Task description
Change every "this shot" in the material below to "this image", leaving everything else as it is.

Provided information

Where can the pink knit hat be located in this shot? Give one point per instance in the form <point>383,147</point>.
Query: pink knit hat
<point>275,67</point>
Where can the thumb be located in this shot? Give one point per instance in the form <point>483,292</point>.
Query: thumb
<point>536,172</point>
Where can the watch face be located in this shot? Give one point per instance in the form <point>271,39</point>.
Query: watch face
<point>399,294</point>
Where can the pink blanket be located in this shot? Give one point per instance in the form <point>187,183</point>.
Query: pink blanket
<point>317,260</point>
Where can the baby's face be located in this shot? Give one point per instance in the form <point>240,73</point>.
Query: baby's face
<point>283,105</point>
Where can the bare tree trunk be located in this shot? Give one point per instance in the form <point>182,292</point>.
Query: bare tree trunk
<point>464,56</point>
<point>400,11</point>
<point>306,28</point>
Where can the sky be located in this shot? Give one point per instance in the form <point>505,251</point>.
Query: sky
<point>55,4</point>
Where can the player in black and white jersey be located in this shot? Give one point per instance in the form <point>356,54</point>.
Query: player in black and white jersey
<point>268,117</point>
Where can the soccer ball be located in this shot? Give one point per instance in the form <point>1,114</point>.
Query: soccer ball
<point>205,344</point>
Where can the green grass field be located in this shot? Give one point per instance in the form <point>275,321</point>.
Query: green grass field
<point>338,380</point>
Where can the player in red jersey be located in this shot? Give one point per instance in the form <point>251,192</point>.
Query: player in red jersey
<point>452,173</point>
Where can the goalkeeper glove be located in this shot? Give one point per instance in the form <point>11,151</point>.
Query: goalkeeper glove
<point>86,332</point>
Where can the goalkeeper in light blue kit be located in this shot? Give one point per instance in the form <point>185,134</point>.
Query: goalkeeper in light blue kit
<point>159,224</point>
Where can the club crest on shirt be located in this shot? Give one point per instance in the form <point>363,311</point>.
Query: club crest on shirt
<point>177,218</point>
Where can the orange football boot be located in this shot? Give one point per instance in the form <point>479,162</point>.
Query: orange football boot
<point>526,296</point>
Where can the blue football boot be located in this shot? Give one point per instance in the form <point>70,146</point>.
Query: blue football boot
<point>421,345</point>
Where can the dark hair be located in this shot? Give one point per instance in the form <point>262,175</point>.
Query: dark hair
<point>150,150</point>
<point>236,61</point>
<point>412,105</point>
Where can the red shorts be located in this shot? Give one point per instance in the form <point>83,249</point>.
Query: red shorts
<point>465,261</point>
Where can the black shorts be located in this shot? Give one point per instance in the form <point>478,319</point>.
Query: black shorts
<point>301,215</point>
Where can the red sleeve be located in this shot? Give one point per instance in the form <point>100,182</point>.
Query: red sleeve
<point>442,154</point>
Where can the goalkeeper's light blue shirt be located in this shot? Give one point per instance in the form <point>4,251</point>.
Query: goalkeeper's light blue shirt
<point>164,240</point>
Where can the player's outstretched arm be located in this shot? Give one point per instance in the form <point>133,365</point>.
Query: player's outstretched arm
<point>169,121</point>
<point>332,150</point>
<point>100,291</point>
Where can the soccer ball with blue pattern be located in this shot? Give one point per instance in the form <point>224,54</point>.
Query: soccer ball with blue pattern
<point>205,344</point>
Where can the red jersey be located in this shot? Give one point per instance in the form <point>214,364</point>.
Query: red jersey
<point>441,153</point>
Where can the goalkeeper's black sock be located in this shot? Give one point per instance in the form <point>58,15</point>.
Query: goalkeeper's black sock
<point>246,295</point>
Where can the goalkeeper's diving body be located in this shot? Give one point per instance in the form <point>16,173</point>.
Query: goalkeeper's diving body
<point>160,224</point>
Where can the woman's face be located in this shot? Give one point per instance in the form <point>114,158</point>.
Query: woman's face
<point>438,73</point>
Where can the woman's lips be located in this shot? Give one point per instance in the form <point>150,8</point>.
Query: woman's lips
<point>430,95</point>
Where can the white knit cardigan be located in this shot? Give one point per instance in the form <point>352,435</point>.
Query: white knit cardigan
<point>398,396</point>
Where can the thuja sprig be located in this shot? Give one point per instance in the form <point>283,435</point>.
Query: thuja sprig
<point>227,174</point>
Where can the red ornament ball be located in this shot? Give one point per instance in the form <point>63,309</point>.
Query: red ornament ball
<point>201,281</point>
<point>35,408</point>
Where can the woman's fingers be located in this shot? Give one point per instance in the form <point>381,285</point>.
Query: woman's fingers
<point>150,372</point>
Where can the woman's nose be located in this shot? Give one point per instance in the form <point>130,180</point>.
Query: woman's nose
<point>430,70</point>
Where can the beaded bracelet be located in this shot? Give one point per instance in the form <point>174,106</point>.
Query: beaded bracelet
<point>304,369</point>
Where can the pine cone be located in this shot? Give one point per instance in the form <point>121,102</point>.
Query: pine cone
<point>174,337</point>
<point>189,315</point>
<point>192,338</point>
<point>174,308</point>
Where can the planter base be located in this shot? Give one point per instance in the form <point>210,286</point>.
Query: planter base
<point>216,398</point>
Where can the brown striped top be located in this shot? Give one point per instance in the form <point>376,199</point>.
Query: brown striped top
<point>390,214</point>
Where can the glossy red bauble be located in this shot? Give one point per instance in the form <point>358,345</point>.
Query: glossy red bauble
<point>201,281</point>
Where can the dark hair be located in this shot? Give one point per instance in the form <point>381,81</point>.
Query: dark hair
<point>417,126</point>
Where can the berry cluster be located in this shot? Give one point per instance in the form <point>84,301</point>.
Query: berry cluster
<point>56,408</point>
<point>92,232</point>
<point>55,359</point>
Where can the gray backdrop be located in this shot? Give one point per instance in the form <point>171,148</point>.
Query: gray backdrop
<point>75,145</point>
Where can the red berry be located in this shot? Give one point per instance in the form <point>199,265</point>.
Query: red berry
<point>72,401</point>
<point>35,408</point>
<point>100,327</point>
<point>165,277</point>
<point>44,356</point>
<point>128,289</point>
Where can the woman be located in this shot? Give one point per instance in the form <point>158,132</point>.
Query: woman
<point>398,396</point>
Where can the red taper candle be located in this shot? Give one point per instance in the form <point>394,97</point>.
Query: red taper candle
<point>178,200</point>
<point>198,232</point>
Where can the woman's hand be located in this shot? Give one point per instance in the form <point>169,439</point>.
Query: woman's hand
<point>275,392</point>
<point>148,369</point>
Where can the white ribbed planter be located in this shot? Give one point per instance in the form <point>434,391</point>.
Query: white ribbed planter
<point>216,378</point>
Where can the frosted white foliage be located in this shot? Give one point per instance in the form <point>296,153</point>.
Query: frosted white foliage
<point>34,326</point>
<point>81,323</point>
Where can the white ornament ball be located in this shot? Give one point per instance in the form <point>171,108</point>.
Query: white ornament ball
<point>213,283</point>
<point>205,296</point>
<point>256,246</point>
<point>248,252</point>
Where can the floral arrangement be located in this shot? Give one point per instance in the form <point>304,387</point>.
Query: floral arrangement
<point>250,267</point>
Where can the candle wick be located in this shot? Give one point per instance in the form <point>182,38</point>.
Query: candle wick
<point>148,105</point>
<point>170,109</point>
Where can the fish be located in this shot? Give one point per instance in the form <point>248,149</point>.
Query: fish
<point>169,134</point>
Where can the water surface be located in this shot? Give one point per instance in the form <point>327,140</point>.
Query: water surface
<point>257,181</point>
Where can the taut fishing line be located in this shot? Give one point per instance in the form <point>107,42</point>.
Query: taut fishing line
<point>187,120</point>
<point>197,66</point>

The response
Where can the pink knit hat be located in this image? Give one point per instance in the form <point>383,147</point>.
Query: pink knit hat
<point>275,67</point>
Where can the thumb be located in this image? Give one point per instance in the form <point>483,292</point>.
Query: thumb
<point>536,172</point>
Where can the watch face be located in this image? Give one point per instance in the form <point>271,39</point>.
Query: watch face
<point>399,294</point>
Where can the pink blanket be located in this image? Give one point per instance in the form <point>187,183</point>.
Query: pink blanket
<point>317,260</point>
Where can the baby's face be located in this image? Give one point per instance in the form <point>240,73</point>.
Query: baby's face
<point>283,105</point>
Where can the bare tree trunk be located in this image? Give one point per instance in the form <point>182,292</point>.
Query: bare tree trunk
<point>464,56</point>
<point>400,11</point>
<point>306,28</point>
Where can the sky be located in this image? Give one point per instance in the form <point>505,251</point>.
Query: sky
<point>55,4</point>
Where can the player in black and white jersey be located in this image? Give one point per instance in the form <point>356,54</point>.
Query: player in black and white jersey
<point>268,117</point>
Where can the soccer ball be located in this image? Give one point per instance in the form <point>1,114</point>.
Query: soccer ball
<point>205,344</point>
Where can the green grass field be located in this image? Give one point per instance in the form <point>275,321</point>.
Query: green grass field
<point>338,380</point>
Where can the player in red jersey be located in this image? Give one point per instance in the form <point>251,192</point>.
Query: player in red jersey
<point>452,173</point>
Where can the goalkeeper glove be located in this image? Give one point per instance in the form <point>11,151</point>.
Query: goalkeeper glove
<point>86,332</point>
Where can the goalkeeper in light blue kit be located in this image? Give one point per instance in the form <point>185,134</point>.
Query: goalkeeper in light blue kit
<point>159,224</point>
Where can the club crest on shirt be located in this image? Give one point per instance in the form <point>363,311</point>.
Query: club crest on shirt
<point>177,218</point>
Where can the orange football boot be located in this image? Give one point per instance in the form <point>479,162</point>.
Query: orange football boot
<point>526,296</point>
Where can the blue football boot be located in this image? Give one point per instance in the form <point>70,146</point>.
Query: blue football boot
<point>421,345</point>
Where can the dark hair be located in this image? Give one point per instance in the form <point>262,175</point>.
Query: dark hair
<point>150,150</point>
<point>236,61</point>
<point>412,105</point>
Where can the red shorts be located in this image? Give one point per instance in the form <point>83,249</point>.
Query: red shorts
<point>465,261</point>
Where can the black shorts be located in this image? Give one point per instance in the form <point>478,319</point>.
Query: black shorts
<point>301,215</point>
Where can the red sleeve be located in this image? Give one point per instance in the form <point>100,182</point>.
Query: red sleeve
<point>442,154</point>
Where can the goalkeeper's light blue shirt be located in this image? Give one point per instance in the form <point>4,251</point>.
Query: goalkeeper's light blue shirt
<point>164,240</point>
Where can the player's outstretched arm be located in this image? Give one point per instance in the form <point>133,365</point>.
Query: player's outstretched arm
<point>169,121</point>
<point>332,150</point>
<point>100,291</point>
Where can the soccer ball with blue pattern be located in this image? Give one point per instance in the form <point>224,54</point>.
Query: soccer ball with blue pattern
<point>205,344</point>
Where can the red jersey be located in this image? Give one point per instance in the form <point>214,364</point>.
Query: red jersey
<point>441,153</point>
Where can the goalkeeper's black sock be located in this image? Give one point per instance in the form <point>58,15</point>.
Query: goalkeeper's black sock
<point>246,295</point>
Where can the goalkeeper's diving body be located in this image? Give one point per instance in the form <point>16,173</point>.
Query: goalkeeper's diving body
<point>160,224</point>
Where can the woman's face be located in this image? Give one point per instance in the form <point>114,158</point>.
Query: woman's face
<point>438,73</point>
Where can the woman's lips be located in this image? Give one point per instance in the form <point>150,8</point>.
Query: woman's lips
<point>430,95</point>
Where can the white knit cardigan be located in this image? Give one point per instance in the form <point>352,435</point>.
Query: white knit cardigan
<point>398,396</point>
Where can the thuja sprig be located in this image? Give one point per instance in the form <point>283,435</point>.
Query: thuja sprig
<point>227,174</point>
Where can the red ornament ball be located in this image? Give one point per instance in the form <point>63,309</point>.
Query: red ornament ball
<point>201,281</point>
<point>35,408</point>
Where can the woman's fingers be located in this image? Give one point per instance in the form <point>381,285</point>.
Query: woman's fingers
<point>150,372</point>
Where can the woman's nose be located in this image? Give one point per instance in the form <point>130,180</point>.
Query: woman's nose
<point>430,70</point>
Where can the beaded bracelet be located in this image? Give one point per instance in the form <point>174,106</point>.
Query: beaded bracelet
<point>304,369</point>
Where can the pine cone be located in this image? Give one point per instance in the form <point>121,102</point>.
Query: pine cone
<point>174,337</point>
<point>189,315</point>
<point>192,338</point>
<point>174,308</point>
Where can the planter base be located in this image? Give one point per instance in the form <point>210,286</point>.
Query: planter base
<point>216,398</point>
Where can the brown striped top be located in this image? Give one point per instance in the form <point>376,199</point>.
Query: brown striped top
<point>390,214</point>
Where can the glossy red bauble be located in this image? Give one point per instance in the form <point>358,345</point>.
Query: glossy red bauble
<point>201,281</point>
Where can the dark hair be located in this image? Give one point per instance in the form <point>381,81</point>.
Query: dark hair
<point>417,126</point>
Where can the berry cluster be located in this image? Give one point per instance in the form <point>84,301</point>.
Query: berry cluster
<point>56,408</point>
<point>92,232</point>
<point>55,359</point>
Where can the gray backdrop be located in this image? Give one point per instance in the form <point>171,148</point>.
Query: gray backdrop
<point>75,145</point>
Where can the red berry be located in this image? Give one point per instance in the form <point>199,265</point>.
Query: red berry
<point>72,401</point>
<point>35,408</point>
<point>100,327</point>
<point>165,277</point>
<point>44,356</point>
<point>128,289</point>
Where can the woman be located in this image? Give one point per instance in the form <point>158,132</point>.
Query: woman
<point>398,396</point>
Where can the red taper candle be located in this image? Give one point per instance in the form <point>394,97</point>.
Query: red taper candle
<point>178,200</point>
<point>198,232</point>
Where can the woman's hand be located in this image? Give one point per instance in the form <point>169,439</point>.
Query: woman's hand
<point>275,392</point>
<point>148,369</point>
Where can the white ribbed planter be located in this image? Give one point per instance in the form <point>434,391</point>.
Query: white ribbed planter
<point>216,378</point>
Where can the frosted white foliage be located in this image? Give one point per instance in the form <point>296,153</point>.
Query: frosted white foliage
<point>34,326</point>
<point>81,323</point>
Where can the white ornament ball be located in this image? Give one point per instance in the form <point>171,108</point>.
Query: white ornament ball
<point>213,283</point>
<point>205,296</point>
<point>256,246</point>
<point>248,252</point>
Where can the floral arrangement be located in this image? Give one point per instance in the form <point>304,387</point>.
Query: floral arrangement
<point>250,267</point>
Where can the candle wick be located in this image? Give one point per instance in the form <point>182,38</point>.
Query: candle wick
<point>148,105</point>
<point>170,109</point>
Where can the fish be located in this image? Give one point per instance in the form <point>248,149</point>.
Query: fish
<point>169,134</point>
Where can the water surface be located in this image? Give one point per instance in the form <point>327,140</point>.
Query: water surface
<point>257,181</point>
Where can the taut fishing line be located in this image? Give one point per instance in the form <point>107,42</point>.
Query: taut fishing line
<point>187,120</point>
<point>197,66</point>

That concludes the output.